▶ Exercise details: Shift every bounding-box coordinate in the answers by -149 and write out the records again, requests included. Cover only the part that opens with the line containing "Your task is to examine this image and locate shoulder." and closes with the line containing "[144,217,160,224]", both lines included.

▶ Records for this exercise:
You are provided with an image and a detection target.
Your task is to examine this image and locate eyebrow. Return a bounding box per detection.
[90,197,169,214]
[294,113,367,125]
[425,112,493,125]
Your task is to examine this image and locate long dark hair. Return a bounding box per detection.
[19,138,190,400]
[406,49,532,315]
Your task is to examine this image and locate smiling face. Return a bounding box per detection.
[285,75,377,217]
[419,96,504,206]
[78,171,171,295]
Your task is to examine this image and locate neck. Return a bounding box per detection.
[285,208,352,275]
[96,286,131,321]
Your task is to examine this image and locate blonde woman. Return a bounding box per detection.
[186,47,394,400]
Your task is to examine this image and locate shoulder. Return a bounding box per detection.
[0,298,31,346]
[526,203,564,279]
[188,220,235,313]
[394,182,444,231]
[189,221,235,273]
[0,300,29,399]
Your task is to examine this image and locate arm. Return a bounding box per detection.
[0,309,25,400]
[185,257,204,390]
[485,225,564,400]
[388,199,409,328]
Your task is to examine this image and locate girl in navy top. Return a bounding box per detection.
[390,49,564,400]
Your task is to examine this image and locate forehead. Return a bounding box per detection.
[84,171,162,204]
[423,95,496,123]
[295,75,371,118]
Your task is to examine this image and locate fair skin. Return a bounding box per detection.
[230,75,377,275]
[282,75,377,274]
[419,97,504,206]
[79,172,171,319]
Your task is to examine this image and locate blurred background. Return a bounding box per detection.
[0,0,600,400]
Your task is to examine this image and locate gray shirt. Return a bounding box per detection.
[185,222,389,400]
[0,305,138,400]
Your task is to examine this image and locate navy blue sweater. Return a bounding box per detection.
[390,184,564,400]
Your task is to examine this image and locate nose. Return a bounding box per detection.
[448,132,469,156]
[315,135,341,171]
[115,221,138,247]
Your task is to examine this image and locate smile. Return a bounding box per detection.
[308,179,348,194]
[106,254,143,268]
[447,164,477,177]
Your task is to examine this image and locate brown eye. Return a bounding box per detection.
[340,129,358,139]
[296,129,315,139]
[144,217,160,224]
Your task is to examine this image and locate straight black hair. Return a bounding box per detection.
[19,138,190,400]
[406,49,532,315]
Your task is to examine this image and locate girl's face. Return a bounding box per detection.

▶ Solution for this problem:
Your task is to examine this image and locate shoulder. Return a bounding box per detection.
[-149,149,-118,197]
[377,54,415,130]
[39,71,86,164]
[245,33,295,82]
[40,72,86,124]
[-149,151,-120,250]
Your task is to examine this image and locate arm. Return a bounding box per detection.
[-149,160,-124,251]
[36,108,55,241]
[336,76,415,251]
[239,50,260,179]
Your task is to examine this image and locate girl in navy top. Return a bounding box per detection.
[241,-100,415,251]
Your task is to examine this image and locate forehead. Return a bounding box per detection.
[-65,22,13,55]
[274,-54,347,-26]
[146,-74,222,-31]
Your task is to examine this image and locate fair skin. Return a bounding box per detection.
[81,-74,228,126]
[133,-74,228,125]
[270,-52,355,57]
[-70,23,22,170]
Your task is to examine this image and locate blurred background. Return a bounding box per detection.
[-149,-149,451,251]
Your task is to examine this image and locate gray shirt. Return a bounding box per detection.
[36,73,240,251]
[-149,156,-11,251]
Your task is to examine this image and locate navy blue sweater. Return a bounding box per detection.
[241,35,415,251]
Your task is to examine this image and locate nose. Return a bounding box per detection.
[299,-17,320,7]
[166,-14,192,22]
[-34,72,-11,98]
Your task is to examine this image and locate smile. Return a bounding box per detection.
[159,30,199,45]
[-43,105,-6,119]
[298,15,328,28]
Your task is to examine this image and locate brown eye. Return a bounding box per detection.
[191,-20,209,-10]
[147,-20,166,-10]
[-5,68,11,75]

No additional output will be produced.